Task details
Working from the listing below, pick each line containing the word "wearing" and copy it.

*** Opening of Material for this task ***

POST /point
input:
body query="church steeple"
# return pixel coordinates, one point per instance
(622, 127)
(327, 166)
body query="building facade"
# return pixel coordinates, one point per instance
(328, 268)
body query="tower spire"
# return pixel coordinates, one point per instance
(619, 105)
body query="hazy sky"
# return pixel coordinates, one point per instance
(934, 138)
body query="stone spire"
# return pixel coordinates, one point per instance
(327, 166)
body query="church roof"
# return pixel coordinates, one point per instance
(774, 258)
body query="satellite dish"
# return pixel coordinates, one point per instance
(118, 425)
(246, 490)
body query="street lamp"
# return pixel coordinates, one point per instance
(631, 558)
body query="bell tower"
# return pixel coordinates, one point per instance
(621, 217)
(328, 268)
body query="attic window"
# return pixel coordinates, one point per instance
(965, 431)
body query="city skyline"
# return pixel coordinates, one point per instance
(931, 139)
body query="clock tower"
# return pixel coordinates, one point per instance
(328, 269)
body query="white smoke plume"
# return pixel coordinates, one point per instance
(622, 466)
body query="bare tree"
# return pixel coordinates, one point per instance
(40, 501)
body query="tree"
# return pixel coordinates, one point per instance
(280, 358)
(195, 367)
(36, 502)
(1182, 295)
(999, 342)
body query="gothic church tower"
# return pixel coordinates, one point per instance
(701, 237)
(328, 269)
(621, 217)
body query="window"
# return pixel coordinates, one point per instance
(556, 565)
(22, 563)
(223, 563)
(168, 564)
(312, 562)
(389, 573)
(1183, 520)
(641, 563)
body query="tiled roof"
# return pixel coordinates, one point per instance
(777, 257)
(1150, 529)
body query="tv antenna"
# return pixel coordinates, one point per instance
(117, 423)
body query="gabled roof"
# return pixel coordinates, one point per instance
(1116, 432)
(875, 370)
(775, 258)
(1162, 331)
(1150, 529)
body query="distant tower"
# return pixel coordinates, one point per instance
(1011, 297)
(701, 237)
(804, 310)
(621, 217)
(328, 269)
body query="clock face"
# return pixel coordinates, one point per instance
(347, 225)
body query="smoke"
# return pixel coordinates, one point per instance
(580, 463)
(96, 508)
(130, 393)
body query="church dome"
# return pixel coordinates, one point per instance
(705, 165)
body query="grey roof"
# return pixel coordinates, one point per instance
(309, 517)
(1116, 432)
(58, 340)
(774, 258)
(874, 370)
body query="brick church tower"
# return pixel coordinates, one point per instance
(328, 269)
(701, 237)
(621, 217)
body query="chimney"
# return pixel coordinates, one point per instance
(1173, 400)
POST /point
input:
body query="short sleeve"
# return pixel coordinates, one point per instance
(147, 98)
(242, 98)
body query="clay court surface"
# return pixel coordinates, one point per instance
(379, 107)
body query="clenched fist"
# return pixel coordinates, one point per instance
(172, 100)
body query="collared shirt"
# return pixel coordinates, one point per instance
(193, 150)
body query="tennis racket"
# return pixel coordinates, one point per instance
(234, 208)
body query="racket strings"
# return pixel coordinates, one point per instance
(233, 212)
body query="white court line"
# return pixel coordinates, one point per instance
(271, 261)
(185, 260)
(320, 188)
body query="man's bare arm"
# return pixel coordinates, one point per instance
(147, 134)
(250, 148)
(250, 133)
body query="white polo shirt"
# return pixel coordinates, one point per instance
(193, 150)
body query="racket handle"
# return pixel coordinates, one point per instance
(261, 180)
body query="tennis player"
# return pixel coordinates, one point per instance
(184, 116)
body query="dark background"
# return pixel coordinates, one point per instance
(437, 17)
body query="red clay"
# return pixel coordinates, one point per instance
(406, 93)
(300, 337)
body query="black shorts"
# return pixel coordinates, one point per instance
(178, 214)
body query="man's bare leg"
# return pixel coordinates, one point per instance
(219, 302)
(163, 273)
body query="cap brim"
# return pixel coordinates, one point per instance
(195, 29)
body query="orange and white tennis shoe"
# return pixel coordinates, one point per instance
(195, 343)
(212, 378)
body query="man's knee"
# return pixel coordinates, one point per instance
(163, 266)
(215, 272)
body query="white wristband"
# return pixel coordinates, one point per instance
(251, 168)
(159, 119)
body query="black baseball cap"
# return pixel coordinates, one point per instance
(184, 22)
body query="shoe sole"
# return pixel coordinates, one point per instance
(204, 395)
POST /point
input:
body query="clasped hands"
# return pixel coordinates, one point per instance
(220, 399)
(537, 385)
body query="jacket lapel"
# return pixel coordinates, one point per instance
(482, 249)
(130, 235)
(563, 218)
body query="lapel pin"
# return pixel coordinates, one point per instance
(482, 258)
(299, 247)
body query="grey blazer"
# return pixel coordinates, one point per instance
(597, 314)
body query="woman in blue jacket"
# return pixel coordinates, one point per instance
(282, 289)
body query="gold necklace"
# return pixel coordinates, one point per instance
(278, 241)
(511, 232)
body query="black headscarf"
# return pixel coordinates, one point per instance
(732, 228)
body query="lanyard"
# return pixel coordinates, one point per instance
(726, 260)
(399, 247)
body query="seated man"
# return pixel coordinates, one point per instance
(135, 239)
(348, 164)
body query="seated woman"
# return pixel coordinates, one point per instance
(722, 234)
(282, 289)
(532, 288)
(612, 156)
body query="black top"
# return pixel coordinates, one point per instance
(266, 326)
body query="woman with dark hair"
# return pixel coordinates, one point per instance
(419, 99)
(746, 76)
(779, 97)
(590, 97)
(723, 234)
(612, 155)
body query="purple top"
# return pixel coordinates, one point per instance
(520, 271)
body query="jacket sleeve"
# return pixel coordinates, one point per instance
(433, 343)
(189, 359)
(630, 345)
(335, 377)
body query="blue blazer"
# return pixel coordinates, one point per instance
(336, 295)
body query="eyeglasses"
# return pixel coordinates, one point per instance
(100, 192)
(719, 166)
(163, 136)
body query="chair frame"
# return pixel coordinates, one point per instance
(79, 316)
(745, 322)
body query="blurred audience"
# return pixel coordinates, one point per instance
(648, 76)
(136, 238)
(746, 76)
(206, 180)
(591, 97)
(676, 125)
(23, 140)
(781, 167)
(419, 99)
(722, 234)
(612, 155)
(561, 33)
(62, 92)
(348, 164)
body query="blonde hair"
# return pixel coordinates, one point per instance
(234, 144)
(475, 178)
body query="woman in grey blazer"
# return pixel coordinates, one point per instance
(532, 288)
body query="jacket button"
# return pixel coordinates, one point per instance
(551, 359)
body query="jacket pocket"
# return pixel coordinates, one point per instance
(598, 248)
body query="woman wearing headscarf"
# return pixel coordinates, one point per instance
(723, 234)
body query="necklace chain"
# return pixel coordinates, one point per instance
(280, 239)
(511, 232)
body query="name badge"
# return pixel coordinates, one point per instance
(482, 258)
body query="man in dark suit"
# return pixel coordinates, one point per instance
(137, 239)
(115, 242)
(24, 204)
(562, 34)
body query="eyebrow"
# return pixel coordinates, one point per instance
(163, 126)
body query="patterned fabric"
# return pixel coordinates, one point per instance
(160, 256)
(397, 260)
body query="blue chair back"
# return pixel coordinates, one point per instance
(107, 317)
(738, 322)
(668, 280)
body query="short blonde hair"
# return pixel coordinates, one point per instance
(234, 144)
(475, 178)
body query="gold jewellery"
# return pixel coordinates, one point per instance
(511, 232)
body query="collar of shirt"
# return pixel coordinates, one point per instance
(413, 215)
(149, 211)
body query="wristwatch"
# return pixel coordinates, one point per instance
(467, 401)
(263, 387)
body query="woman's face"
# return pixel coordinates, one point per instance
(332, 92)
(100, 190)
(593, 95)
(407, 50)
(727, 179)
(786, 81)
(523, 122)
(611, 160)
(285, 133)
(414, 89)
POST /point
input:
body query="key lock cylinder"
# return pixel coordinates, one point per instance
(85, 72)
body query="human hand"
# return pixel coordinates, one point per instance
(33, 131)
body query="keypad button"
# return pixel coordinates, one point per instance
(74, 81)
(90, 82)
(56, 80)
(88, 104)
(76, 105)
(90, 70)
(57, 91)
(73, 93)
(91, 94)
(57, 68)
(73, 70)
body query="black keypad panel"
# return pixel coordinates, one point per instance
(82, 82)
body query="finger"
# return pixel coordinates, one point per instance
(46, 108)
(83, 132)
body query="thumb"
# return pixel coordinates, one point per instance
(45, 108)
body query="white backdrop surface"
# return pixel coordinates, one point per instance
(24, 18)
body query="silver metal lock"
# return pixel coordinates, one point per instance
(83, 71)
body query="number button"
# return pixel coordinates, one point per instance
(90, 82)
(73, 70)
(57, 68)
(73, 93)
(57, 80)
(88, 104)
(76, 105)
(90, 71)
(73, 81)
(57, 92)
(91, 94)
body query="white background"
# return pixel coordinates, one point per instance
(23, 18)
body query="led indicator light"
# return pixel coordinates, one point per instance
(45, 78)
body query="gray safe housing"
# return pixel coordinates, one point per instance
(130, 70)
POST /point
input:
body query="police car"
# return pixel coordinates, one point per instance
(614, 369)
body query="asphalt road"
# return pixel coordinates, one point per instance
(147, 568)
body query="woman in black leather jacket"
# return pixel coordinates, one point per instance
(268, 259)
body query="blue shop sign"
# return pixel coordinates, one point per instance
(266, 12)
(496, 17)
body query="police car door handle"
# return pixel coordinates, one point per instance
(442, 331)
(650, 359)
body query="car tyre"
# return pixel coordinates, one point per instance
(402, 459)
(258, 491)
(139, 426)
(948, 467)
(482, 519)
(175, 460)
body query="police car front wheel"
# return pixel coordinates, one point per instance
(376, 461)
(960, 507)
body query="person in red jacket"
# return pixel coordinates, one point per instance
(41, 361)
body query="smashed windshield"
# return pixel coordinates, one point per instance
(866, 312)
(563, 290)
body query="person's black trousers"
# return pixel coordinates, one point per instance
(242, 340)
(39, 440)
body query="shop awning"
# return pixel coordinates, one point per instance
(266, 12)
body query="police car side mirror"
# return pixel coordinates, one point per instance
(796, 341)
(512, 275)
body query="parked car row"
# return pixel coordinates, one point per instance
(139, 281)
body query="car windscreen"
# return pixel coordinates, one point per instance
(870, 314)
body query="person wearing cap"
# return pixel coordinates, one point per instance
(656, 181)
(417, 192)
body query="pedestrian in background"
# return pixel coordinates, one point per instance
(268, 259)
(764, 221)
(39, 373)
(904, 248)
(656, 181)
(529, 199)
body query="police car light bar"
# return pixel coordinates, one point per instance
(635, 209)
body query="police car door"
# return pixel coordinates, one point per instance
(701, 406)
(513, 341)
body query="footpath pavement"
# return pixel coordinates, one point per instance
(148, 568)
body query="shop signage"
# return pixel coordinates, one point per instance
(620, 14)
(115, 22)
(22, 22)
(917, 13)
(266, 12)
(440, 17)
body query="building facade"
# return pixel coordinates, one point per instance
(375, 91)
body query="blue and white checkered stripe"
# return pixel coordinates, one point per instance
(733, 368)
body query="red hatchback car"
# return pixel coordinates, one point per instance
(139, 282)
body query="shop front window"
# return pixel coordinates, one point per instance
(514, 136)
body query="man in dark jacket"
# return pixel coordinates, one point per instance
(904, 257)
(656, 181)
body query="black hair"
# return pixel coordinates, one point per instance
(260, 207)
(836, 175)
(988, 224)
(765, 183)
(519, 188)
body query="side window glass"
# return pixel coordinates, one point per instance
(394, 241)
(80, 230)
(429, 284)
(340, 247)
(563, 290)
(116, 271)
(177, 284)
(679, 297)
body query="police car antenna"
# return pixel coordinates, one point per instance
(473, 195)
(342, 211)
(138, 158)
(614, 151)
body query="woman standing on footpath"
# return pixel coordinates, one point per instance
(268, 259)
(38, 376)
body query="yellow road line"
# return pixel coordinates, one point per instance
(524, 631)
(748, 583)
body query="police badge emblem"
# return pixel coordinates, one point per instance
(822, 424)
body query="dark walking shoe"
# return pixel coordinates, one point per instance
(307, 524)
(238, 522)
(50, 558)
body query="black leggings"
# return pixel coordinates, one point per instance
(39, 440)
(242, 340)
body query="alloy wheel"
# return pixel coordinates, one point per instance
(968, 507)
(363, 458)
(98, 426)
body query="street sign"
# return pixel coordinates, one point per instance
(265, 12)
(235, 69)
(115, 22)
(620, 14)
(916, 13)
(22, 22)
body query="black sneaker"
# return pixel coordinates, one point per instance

*** Close of Material for this task ***

Response below
body query="woman wearing headscarf"
body query="person wearing cap"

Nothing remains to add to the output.